**Directions**
Your answer should be a faithful copy of the entire listing.

**Given entries**
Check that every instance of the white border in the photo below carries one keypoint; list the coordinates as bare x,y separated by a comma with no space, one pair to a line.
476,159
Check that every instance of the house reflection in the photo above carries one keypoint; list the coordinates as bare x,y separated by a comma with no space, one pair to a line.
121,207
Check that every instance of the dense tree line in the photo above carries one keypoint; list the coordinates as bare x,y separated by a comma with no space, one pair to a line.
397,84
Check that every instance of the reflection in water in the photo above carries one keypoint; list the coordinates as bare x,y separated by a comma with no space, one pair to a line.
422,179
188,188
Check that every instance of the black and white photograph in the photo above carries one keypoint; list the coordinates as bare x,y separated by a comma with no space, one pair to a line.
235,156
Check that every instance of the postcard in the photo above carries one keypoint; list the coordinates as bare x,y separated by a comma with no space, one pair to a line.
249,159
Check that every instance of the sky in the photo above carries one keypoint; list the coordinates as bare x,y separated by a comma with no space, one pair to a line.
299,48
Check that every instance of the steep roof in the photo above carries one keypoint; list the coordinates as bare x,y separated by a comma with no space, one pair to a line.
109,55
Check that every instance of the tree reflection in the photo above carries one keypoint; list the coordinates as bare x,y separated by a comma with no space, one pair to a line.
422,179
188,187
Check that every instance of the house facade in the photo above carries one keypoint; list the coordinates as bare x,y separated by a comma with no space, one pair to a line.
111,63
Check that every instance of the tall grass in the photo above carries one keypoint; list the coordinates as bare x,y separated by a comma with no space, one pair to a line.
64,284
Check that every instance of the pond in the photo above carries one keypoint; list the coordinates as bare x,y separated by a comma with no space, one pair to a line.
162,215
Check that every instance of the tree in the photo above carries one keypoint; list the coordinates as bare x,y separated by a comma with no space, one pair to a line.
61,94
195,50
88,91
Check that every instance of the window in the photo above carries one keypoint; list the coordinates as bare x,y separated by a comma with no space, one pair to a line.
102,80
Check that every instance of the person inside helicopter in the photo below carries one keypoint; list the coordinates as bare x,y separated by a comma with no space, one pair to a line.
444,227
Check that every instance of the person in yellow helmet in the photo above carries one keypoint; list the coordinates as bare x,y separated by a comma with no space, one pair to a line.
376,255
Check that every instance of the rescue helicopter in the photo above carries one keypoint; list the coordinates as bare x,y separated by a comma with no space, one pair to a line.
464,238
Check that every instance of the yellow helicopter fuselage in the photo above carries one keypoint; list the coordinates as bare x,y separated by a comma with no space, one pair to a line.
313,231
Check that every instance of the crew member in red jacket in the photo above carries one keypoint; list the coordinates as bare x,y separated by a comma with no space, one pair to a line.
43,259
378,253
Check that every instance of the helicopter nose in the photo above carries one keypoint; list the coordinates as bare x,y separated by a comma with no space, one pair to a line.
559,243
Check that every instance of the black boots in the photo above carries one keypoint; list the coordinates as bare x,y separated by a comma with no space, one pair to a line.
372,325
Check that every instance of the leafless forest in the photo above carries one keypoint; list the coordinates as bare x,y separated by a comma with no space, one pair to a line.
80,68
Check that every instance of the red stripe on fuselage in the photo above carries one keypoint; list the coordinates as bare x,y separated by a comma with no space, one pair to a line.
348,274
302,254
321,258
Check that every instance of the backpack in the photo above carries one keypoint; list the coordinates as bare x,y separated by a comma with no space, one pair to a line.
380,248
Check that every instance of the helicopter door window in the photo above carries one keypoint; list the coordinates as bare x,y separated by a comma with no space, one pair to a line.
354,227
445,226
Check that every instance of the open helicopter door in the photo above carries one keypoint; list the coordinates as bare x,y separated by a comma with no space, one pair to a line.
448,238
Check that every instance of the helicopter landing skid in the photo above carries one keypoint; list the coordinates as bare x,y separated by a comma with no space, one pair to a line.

**Reply**
Check that every instance of the white border in the photo below carries one keypoint; list the coordinates as bare x,y separated by a comma with no space, one pair to a line.
476,159
Check that every instance of the house reflection in the photo above carries one keypoint; list the coordinates as bare x,y separated by a comma with no space, one pair to a line.
121,207
Check that every instance of the dense tree line in the photo above carries one keypoint; list the coordinates as bare x,y separated by a comma with no space, one pair to a line.
397,84
Check that every instance of the reflection in water in the photo above carries one keypoint; list the coordinates as bare x,y separated by a comma with no space, one pair to a line.
422,179
188,188
Check that every instance of the black and white photograph in the photo above carries one keypoint; list the coordinates as bare x,y separated by a comma with no space, one pair to a line.
235,156
Check that every instance of the postcard in the photo above carries one keypoint; list the coordinates as bare x,y separated by a comma with no space, one pair to a line.
249,159
Check that every instance of the sky in the photo above carries one keypoint; list the coordinates as bare x,y separated by a comma with no space, one pair to a line.
299,48
Check that every instance of the steep roof in the photo above carries one keypoint; list the coordinates as bare x,y separated by a comma with no space, one pair to a line.
109,55
Check that every instance of the tree reflection in the photo above carries one keypoint; list the coordinates as bare x,y separated by a comma with no space, one pair to a line.
422,179
188,187
Check that every instance of the house facade in the photo above carries one keypoint; list the coordinates as bare x,y separated by a comma with no space, one pair to a line.
111,63
Check that every instance of the tall grass in the photo above carries one keypoint; list the coordinates as bare x,y separated by a comma with no space, one pair to a line.
64,284
Check that every instance of the pond in the photo above carries one keypoint; list the coordinates as bare x,y separated by a comma with no space, one pair to a line.
162,215
Check that every instance of the tree in the photo above carries one keypoint; list the coordinates as bare x,y separated by a comma with no space, one pair to a line.
61,94
195,50
88,91
Check that every instance of the window in the photo above carries one keypoint; list the coordinates as bare x,y separated by a comma with no space, one pair to a line.
102,80
Check that every instance of the person inside helicopter in the photo below carries one keypoint; list the coordinates as bare x,y separated by a comma with no space, one pair to a line.
444,227
Check that every instance of the person in yellow helmet in the photo above carries one keypoint; list the coordinates as bare x,y separated by a comma with no space, one pair to a line.
376,255
Check that every instance of the rescue helicopter in the photo above carries one keypoint; list the coordinates as bare x,y separated by a comma with no space, one pair to a line.
464,238
Check that every instance of the yellow helicopter fuselage in the photo above carries one keypoint; list the coordinates as bare x,y separated by a comma with no space, one pair to a line.
313,231
Check that every instance of the crew member in red jacket in the photo above carries one keypoint; list the coordinates as bare x,y separated by a comma with no space, one pair to a line.
43,259
378,253
Check that every instance of the helicopter nose in the photo above carries one keypoint; list the coordinates as bare x,y separated by a comma with no space, one pair to a line.
559,243
Check that every instance of the black boots in the photo above carries one keypoint; list the coordinates as bare x,y separated by a comma with no space, one pair to a line.
372,325
Check that every instance of the leafless forest in the photo above carries one keypoint; list the coordinates as bare x,y separated by a comma with no space, one pair to a line.
80,68
Check that every instance of the red stripe on fuselage in the photo above carries one keypoint; list the coordinates as bare x,y separated by a comma with no space, one pair to a line.
348,274
302,254
321,258
Check that every instance of the backpack in the photo above carries one keypoint; list the coordinates as bare x,y separated by a comma with no space, one pair to a line.
380,248
Check that every instance of the helicopter door window in the photo above carries one keypoint; list the coordinates as bare x,y separated by a comma with no space, one pair to a line.
354,227
445,226
Check that every instance of the open helicopter door in the photo above carries one keypoint; list the coordinates as bare x,y separated by a comma with no space, one pair to a line.
448,238
Check that every instance of the helicopter landing skid in the photo above carries one keypoint; list the coordinates as bare x,y separated by a comma with no space, one pair to a line.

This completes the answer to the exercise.